Exercise details: Update the records starting at the beginning and ending at the line containing "1210 0 1231 147", with every "space-separated" changed to "separated by spaces" and all else left as it is.

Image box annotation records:
******************************

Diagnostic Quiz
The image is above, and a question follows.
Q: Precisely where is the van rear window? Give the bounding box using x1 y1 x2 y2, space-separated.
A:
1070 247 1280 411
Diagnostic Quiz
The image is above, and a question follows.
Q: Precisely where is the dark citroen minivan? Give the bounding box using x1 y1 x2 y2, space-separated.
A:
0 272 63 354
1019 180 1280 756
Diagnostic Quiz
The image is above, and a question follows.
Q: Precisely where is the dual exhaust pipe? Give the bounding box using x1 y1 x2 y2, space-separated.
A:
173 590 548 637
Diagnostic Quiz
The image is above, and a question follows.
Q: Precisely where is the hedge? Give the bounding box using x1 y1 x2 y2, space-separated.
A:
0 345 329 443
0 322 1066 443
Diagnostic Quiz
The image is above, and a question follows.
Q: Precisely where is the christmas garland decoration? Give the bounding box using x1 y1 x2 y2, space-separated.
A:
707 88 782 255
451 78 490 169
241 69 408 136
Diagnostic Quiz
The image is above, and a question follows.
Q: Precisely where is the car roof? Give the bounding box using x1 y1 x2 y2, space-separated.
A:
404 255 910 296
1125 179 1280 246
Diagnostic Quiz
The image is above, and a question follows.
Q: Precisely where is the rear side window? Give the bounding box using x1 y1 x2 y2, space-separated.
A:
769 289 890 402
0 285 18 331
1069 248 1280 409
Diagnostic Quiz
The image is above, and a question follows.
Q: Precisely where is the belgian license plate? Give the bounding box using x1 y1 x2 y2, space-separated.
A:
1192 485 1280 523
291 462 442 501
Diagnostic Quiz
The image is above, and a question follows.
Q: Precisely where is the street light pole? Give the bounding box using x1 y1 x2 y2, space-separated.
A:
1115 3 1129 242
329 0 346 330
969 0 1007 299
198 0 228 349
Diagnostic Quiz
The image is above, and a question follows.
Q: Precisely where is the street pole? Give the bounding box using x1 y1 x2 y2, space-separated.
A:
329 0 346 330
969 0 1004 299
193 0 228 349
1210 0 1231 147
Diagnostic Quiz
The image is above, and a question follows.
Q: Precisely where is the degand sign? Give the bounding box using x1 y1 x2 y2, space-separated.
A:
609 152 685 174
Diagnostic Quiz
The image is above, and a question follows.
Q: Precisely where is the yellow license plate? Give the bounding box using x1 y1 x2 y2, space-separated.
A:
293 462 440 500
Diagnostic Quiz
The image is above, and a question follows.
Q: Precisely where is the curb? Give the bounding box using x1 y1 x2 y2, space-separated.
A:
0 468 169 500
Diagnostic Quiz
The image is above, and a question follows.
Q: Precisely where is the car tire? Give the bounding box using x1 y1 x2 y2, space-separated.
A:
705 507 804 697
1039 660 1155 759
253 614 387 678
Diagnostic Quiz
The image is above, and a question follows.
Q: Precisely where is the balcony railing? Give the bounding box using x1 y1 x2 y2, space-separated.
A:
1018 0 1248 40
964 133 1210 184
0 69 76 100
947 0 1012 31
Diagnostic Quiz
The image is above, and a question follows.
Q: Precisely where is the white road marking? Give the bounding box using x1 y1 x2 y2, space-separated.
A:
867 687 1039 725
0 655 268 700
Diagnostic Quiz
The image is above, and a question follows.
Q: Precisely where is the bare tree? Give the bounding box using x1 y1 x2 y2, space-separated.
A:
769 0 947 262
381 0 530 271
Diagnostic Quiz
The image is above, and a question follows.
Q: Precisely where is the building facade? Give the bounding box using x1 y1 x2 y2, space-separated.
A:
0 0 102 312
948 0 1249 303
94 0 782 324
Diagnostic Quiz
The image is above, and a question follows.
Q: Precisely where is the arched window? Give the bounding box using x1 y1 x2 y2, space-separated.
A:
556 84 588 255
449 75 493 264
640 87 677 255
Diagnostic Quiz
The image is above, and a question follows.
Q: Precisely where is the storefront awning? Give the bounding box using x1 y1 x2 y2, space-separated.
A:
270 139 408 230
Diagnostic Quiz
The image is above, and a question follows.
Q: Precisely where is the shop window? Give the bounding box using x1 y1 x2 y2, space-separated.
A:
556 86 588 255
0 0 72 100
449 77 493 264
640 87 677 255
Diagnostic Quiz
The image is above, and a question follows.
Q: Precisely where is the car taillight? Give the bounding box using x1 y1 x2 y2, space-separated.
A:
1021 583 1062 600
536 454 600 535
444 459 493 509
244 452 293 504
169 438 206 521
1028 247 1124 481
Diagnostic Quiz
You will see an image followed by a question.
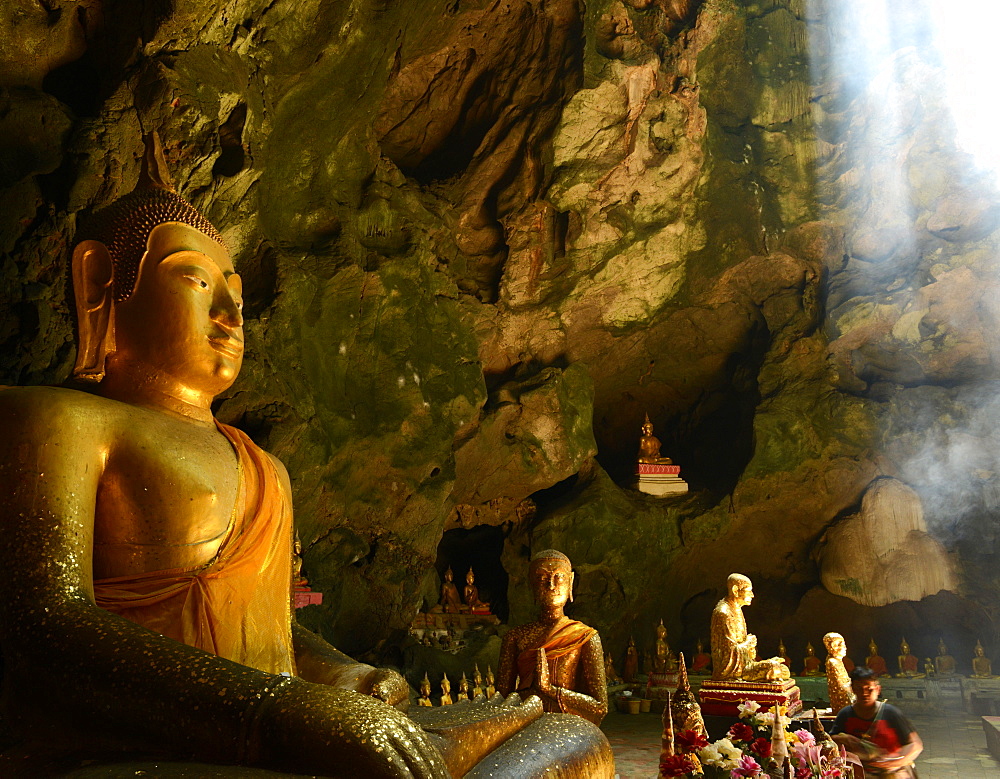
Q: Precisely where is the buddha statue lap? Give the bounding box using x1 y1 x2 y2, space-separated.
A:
823 633 854 714
972 640 993 679
497 549 608 725
0 149 611 777
934 638 955 676
712 573 790 681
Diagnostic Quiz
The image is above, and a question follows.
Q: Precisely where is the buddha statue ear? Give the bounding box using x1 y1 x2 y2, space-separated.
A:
73 241 115 382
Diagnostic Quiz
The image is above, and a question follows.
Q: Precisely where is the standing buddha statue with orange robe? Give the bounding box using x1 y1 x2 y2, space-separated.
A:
496 549 608 725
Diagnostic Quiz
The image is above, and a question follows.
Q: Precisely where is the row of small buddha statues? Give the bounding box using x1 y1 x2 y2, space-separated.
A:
417 664 497 706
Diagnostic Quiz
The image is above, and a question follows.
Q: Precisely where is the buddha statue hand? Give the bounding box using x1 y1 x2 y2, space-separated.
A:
260 679 450 779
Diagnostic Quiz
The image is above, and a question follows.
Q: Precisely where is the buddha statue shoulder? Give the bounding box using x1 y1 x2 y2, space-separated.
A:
712 573 790 681
496 549 608 724
972 641 993 679
823 633 854 713
636 414 673 465
0 141 612 777
934 638 955 676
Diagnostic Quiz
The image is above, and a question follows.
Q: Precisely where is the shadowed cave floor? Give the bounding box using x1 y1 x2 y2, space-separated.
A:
601 711 1000 779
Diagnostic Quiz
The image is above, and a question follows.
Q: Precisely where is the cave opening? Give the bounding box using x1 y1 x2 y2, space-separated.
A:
435 525 510 622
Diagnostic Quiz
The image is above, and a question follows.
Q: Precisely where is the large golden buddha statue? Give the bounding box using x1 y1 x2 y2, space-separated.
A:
712 573 790 681
497 549 608 725
0 142 610 777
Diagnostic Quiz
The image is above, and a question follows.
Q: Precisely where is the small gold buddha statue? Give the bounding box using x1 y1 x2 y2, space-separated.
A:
0 140 613 778
823 633 854 714
934 637 956 676
802 641 823 676
441 674 455 706
653 619 677 674
440 566 464 614
691 638 712 674
972 640 993 679
622 636 639 684
865 638 891 676
486 665 497 698
778 638 792 670
712 573 791 681
896 638 924 679
637 414 674 465
497 549 608 725
472 663 483 698
417 673 434 706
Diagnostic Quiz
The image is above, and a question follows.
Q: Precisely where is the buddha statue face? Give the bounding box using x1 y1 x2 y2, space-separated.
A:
107 222 243 397
528 559 573 607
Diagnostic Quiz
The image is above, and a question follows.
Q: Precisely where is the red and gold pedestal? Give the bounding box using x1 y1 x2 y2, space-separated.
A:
698 679 802 717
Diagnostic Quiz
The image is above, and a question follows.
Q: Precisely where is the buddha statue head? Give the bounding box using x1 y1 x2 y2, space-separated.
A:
726 573 753 607
528 549 574 608
72 135 243 412
823 633 847 659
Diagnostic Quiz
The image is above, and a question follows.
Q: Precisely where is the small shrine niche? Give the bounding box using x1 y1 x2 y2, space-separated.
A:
436 525 509 622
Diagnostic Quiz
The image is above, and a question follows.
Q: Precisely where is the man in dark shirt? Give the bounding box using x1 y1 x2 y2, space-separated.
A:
831 665 924 779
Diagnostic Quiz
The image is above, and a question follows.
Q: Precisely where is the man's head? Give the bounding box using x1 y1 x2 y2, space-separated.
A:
73 188 243 396
528 549 573 606
726 573 753 606
849 665 882 708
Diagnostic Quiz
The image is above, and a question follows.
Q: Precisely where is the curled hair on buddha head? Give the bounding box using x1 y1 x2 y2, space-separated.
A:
76 132 225 303
848 665 878 682
528 549 573 570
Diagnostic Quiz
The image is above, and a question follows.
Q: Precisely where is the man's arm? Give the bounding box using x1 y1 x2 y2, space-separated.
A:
0 388 446 777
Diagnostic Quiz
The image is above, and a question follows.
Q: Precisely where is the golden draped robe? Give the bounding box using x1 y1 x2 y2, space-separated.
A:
94 421 295 674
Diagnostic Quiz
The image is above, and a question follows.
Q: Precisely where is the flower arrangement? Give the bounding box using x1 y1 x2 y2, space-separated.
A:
660 701 849 779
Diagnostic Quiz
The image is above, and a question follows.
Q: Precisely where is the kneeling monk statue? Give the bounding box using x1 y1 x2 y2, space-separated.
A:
0 143 613 777
497 549 608 725
712 573 791 681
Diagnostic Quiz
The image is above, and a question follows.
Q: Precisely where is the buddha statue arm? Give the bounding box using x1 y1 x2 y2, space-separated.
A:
536 633 608 725
0 388 447 777
292 621 409 709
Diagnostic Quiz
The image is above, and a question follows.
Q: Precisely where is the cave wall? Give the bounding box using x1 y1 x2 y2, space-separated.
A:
0 0 1000 672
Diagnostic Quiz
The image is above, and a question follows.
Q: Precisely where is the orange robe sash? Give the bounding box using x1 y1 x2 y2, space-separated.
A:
517 619 597 690
94 421 295 673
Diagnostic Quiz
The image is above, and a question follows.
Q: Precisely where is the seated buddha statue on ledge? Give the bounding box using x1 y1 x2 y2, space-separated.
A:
0 140 613 777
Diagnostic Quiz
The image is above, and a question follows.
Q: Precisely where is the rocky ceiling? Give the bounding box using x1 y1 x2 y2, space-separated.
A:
0 0 1000 672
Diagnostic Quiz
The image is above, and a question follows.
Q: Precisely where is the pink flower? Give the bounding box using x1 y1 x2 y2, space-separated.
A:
795 728 816 746
675 730 708 752
729 755 761 779
729 722 754 741
660 755 694 776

******************************

Right answer:
Diagnostic Quiz
The image is above, and a question follows.
Q: Precisely where is the van rear window? Give the bounding box using x1 y1 x2 y2, separated by spaces.
A:
1070 247 1280 411
Diagnostic Quiz
The image is above, and a question follows.
Q: Precisely where is the dark citroen minivan? Give the bounding box using x1 y1 x2 y2, separated by spaces.
A:
0 272 63 354
1019 180 1280 756
Diagnostic Quiz
The image is above, and a question follows.
Q: Precisely where is the dual exhaust pipe? Give the bounding box using x1 y1 x2 y2, separated by spaces.
A:
173 590 548 637
Diagnostic Quiz
The image is above, and a question follows.
Q: Precisely where is the hedge? Give the bounding box using x1 y1 x2 y2, separated by spaces.
A:
0 345 329 443
0 322 1066 443
Diagnostic Quiz
The image is above, and a question follows.
Q: Precisely where is the christmas garland decoration? Give the bounding box using x1 y1 x2 y2, separated by spaces.
A:
707 88 782 255
451 78 490 169
241 69 408 136
Diagnostic Quiz
The image is above, and a question follows.
Q: Precisely where is the car roof? Give the bounding box using x1 y1 x2 y2, separated by spaces.
A:
404 255 910 296
1125 179 1280 246
Diagnostic Quiz
The image is above, and a question follows.
Q: Precisely where is the rear side window? Give the bounding box using x1 y1 x2 y2, separated by spaces.
A:
769 289 890 402
0 285 18 331
1069 248 1280 409
Diagnostic Quiz
The image is above, and a question follows.
Q: Precisely where is the belgian license plate? Give the bounding box using x1 y1 x2 y2, separated by spaces.
A:
1192 485 1280 523
291 462 442 501
Diagnostic Quiz
The image is above, and a question follows.
Q: Precisely where is the street light pole? Give the bounding box using x1 y1 x2 y2, separated by spaces.
A:
1115 3 1129 242
329 0 346 330
969 0 1007 299
198 0 228 349
Diagnostic Quiz
The image is above, and a question follows.
Q: Precisely where is the street pole? Give the bounding box using x1 y1 x2 y2, separated by spaces.
A:
329 0 346 330
969 0 1004 299
193 0 228 349
1210 0 1231 147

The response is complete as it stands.